> _TASK DESCRIPTION_
Return each line in the items below that contains the word "portrait". Case counts.

> _DATASET RECORDS_
* Begin *

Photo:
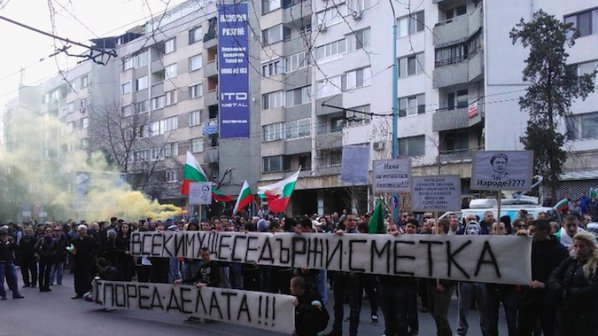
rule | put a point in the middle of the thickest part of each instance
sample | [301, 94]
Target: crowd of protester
[561, 299]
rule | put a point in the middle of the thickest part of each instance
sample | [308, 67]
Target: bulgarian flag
[562, 205]
[245, 198]
[278, 194]
[193, 173]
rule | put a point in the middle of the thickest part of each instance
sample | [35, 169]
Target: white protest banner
[436, 193]
[496, 259]
[268, 311]
[391, 175]
[355, 165]
[200, 193]
[502, 170]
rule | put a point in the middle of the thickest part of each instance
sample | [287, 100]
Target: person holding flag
[193, 172]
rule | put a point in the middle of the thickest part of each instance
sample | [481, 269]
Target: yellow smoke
[37, 168]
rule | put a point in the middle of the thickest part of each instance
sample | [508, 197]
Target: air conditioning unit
[357, 15]
[379, 145]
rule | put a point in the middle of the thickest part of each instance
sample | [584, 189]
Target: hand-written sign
[502, 170]
[436, 193]
[391, 175]
[254, 309]
[496, 259]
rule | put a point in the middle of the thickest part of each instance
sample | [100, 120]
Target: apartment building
[320, 79]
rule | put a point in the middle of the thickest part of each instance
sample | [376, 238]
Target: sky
[77, 20]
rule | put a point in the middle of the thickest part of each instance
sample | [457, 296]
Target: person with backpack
[311, 316]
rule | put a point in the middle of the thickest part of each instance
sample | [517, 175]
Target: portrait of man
[499, 164]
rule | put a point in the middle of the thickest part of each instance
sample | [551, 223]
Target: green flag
[376, 224]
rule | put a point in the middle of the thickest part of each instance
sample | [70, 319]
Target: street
[55, 313]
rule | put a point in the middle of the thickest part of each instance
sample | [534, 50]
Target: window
[171, 71]
[582, 126]
[195, 62]
[272, 68]
[273, 132]
[297, 61]
[358, 40]
[194, 118]
[169, 124]
[141, 83]
[449, 14]
[141, 106]
[126, 88]
[331, 49]
[458, 99]
[272, 100]
[297, 129]
[195, 35]
[276, 34]
[411, 65]
[195, 90]
[171, 97]
[171, 175]
[331, 15]
[411, 24]
[141, 59]
[412, 146]
[359, 118]
[584, 23]
[357, 79]
[197, 145]
[272, 163]
[270, 5]
[171, 149]
[128, 63]
[84, 82]
[157, 102]
[328, 87]
[170, 46]
[83, 105]
[412, 105]
[297, 96]
[127, 110]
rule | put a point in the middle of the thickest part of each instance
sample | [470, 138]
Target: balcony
[329, 140]
[445, 119]
[211, 155]
[297, 10]
[458, 29]
[459, 70]
[210, 69]
[211, 98]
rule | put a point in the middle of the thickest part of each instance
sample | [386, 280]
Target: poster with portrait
[502, 170]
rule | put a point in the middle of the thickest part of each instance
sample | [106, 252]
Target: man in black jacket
[547, 254]
[7, 266]
[28, 259]
[84, 252]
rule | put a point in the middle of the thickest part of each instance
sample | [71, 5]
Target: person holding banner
[575, 284]
[535, 304]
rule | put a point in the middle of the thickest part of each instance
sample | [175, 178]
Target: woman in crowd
[575, 284]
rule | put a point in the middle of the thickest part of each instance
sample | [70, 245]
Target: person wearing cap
[7, 266]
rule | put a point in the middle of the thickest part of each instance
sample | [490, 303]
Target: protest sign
[436, 193]
[268, 311]
[355, 165]
[391, 175]
[496, 259]
[200, 193]
[502, 170]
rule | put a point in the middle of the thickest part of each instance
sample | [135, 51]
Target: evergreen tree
[553, 86]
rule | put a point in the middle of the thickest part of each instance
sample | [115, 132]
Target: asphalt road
[54, 313]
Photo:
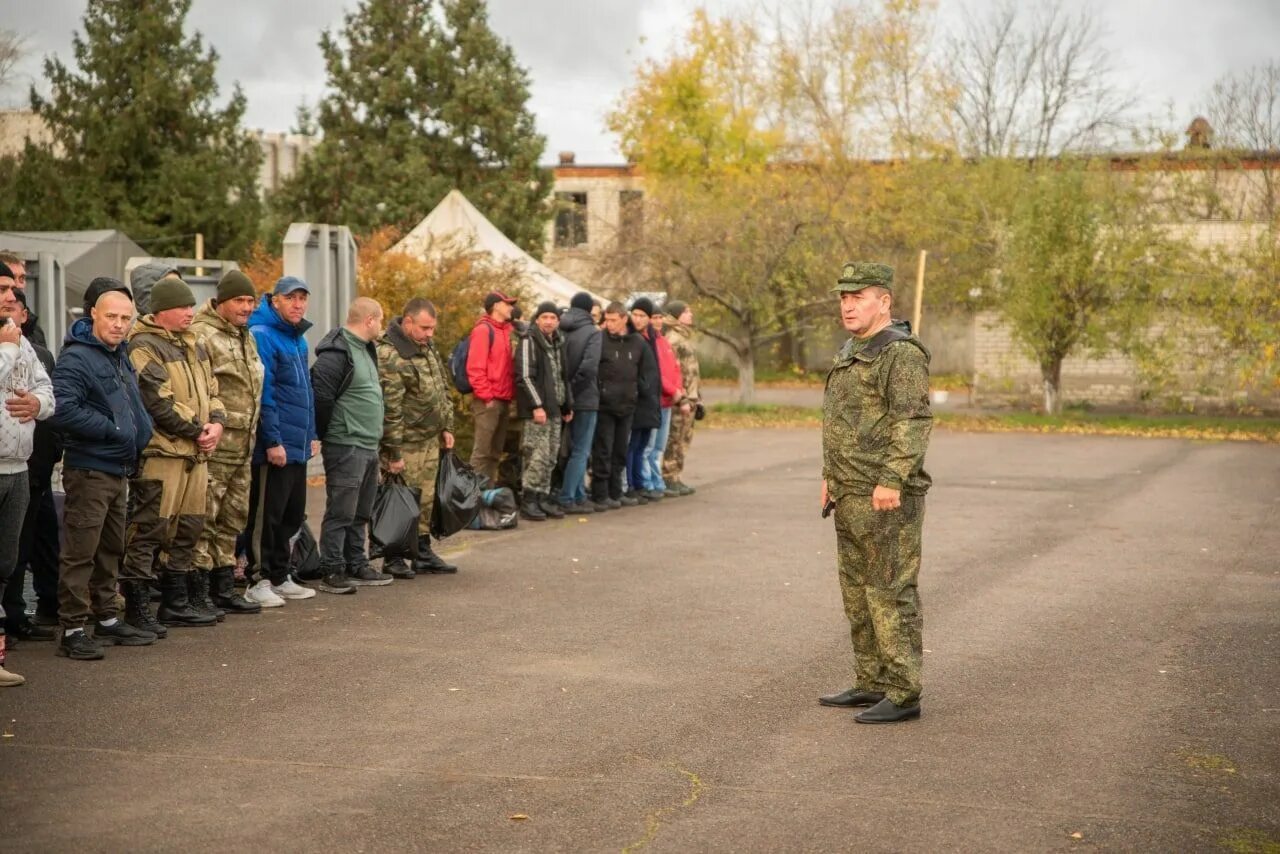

* End *

> _WRITTEN SOLUTION_
Target: portrait of man
Target: poster with portrait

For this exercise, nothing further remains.